How many lines in the records below contain the string "building"? Reply with the number alone.
=== Data supplied ===
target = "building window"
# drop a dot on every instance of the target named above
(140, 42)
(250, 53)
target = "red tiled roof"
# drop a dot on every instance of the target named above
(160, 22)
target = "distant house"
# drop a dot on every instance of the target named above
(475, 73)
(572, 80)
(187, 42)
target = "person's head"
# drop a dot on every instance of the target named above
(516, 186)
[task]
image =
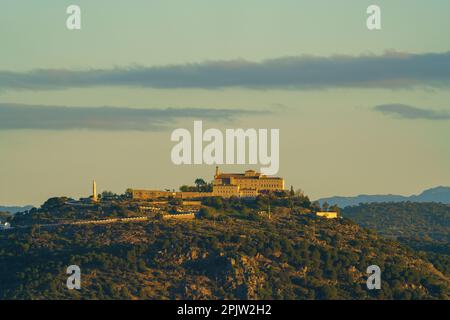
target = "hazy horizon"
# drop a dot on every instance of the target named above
(359, 112)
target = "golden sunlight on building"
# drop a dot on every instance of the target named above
(226, 185)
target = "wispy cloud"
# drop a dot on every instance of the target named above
(409, 112)
(390, 70)
(40, 117)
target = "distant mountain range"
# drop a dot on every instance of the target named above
(14, 209)
(438, 194)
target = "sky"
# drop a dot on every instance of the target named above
(359, 111)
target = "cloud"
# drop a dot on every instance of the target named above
(409, 112)
(40, 117)
(389, 70)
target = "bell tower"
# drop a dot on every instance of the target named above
(94, 191)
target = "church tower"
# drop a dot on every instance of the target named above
(94, 191)
(217, 172)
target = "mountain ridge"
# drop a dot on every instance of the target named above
(437, 194)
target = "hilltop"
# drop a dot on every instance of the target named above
(231, 251)
(14, 209)
(438, 194)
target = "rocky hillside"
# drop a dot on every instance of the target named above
(290, 256)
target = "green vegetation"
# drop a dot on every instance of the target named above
(233, 251)
(424, 227)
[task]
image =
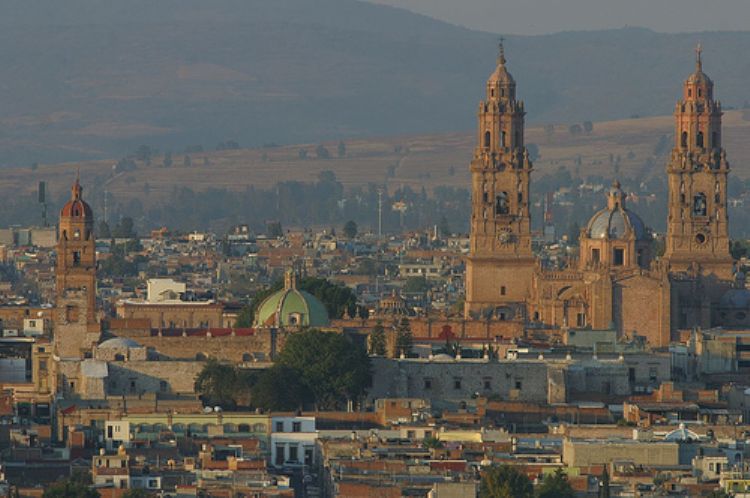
===
**Right answer**: 2